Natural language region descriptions
━━━━━━━━━━

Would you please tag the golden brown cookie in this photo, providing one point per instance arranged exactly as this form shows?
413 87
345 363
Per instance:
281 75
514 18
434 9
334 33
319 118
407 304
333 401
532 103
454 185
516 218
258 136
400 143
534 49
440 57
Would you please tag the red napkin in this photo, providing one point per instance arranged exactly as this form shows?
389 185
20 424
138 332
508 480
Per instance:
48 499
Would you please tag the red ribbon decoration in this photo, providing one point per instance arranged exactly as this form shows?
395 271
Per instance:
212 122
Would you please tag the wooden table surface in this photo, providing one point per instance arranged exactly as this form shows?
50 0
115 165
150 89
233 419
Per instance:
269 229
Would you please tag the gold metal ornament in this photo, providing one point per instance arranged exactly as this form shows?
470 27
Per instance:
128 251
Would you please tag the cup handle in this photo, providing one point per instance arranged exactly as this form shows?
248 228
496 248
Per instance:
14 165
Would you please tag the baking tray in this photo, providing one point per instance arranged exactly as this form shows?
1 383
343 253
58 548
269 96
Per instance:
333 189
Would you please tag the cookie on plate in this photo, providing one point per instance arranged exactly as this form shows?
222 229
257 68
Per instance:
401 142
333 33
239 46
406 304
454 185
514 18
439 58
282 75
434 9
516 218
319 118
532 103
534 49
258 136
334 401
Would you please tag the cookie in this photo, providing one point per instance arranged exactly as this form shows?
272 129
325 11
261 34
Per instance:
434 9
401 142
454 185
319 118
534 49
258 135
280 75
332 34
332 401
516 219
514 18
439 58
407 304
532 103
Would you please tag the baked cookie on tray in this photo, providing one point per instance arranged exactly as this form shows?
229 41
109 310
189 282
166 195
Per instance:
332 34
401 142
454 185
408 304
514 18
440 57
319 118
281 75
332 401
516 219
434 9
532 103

━━━━━━━━━━

Task directions
Please quote every record above exactly as it appears.

Task output
Would you please tag the golden brown cookie in this photo, providing one point per instance arranged exactly as this form shows?
413 87
345 363
Per instance:
281 75
514 18
434 9
334 33
319 118
407 304
333 401
532 103
454 185
516 218
258 136
400 143
534 49
440 57
Would you please tag the red napkin in this photo, providing one point per instance arranged exactly as this form shows?
389 185
20 424
138 332
508 480
Per instance:
48 499
Would you please tag the red ribbon decoration in this photo, providing one point per instance arranged exactly as this form shows?
395 271
Per instance:
212 122
Would you please tag the wooden table surface in this photo, providing one point per instance arranged exactly as this form shows?
50 0
115 165
150 89
233 419
Per instance:
269 229
Would you please tag the gold metal ornament in this photo, providing one point per instance arranged exactly as this form shows?
470 27
Per instance:
128 251
Would you please tag the cup handle in this photo, providing one point per instance arranged exactly as this form shows?
248 228
496 248
Per instance:
14 165
Would you please tag the baking tray in this photo, providing one point per instance arranged exactly as this form shows?
1 383
343 253
58 548
269 96
Per instance:
333 189
Would you please tag the cookie on plate in this photo, providing one point per instance arranged exactly as this form shows?
222 229
257 68
Per instance:
401 142
333 33
239 46
406 304
454 185
514 18
439 58
282 75
434 9
516 218
319 118
532 103
534 49
258 136
334 401
Would you please tag the cookie in this photo, providing one point per instance arranged exactly as this form shows?
272 129
325 11
261 34
Per instance:
434 9
401 142
454 185
319 118
534 49
258 135
280 75
332 34
332 401
516 219
514 18
439 58
407 304
532 103
Would you please tag the baked cookie on tray in this photo, providing one point per instance arranged exactly as this form shows?
229 41
109 310
189 282
166 195
Per instance:
332 34
401 142
454 185
408 304
514 18
440 57
319 118
281 75
332 401
516 219
434 9
532 103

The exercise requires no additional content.